— start of Raw data —

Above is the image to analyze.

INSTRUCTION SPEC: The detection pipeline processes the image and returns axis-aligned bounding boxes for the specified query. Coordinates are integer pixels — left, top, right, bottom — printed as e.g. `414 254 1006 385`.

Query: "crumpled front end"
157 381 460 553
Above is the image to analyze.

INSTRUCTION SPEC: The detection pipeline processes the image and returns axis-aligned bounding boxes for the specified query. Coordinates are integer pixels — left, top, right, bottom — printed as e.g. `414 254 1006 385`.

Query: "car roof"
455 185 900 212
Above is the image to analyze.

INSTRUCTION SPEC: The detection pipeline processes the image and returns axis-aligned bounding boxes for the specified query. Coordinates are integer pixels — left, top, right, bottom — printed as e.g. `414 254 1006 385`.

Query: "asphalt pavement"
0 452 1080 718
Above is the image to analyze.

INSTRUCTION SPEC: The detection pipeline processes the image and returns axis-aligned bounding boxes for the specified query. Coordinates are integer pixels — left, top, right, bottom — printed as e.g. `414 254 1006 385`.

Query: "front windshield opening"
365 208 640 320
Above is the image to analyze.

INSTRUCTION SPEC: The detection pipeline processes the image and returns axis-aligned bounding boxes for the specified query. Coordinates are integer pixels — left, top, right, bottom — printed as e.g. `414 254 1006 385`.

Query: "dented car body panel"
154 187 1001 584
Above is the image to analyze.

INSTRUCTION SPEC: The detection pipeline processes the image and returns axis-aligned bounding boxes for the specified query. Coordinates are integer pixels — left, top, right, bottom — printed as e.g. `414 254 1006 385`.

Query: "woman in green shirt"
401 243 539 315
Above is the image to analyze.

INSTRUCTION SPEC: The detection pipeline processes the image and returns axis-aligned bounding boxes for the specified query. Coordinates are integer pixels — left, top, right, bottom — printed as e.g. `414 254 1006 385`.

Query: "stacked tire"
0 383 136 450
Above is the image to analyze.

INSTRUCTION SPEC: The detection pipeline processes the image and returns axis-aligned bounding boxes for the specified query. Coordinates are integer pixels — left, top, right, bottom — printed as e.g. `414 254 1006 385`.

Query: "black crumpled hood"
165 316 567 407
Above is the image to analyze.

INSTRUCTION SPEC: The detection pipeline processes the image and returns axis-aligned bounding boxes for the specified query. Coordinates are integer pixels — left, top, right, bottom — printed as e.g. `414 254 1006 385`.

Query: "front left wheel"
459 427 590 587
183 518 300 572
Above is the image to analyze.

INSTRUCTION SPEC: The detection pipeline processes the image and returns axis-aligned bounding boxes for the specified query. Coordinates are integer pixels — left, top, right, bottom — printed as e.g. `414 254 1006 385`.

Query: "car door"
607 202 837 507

— end of Raw data —

Given request: From the start of the records through the line containing "0 452 1080 718", rewrite the lines with "pipeline" replaced by "service" and everything else left the same.

Task solution:
Above is the image to analyze.

INSTRUCTION SPEC: The detection service processes the image and returns axis-aligned bounding boxes for the specified query. Coordinates are integer pixels — left, top, right, bottom — printed as e.g. `414 254 1006 385`.

Query: "crumpled front end"
157 381 460 553
Above is the image to analyze.

INSTRUCTION SPEC: The detection service processes the image and returns axis-aligned bounding boxes for the specified query. Coordinates are integer pixels — left, top, right, bottom — printed as e.g. `414 254 1006 385`.

Query: "car roof"
455 185 900 212
Above is the image to analyze.

INSTRUCTION SPEC: The detection service processes the image and returns axis-aligned bounding boxes for the specified query. Coordinates are integer pixels — left, top, right, bottom — printed as e.g. `414 254 1006 385`.

Query: "asphalt pavement"
0 452 1080 718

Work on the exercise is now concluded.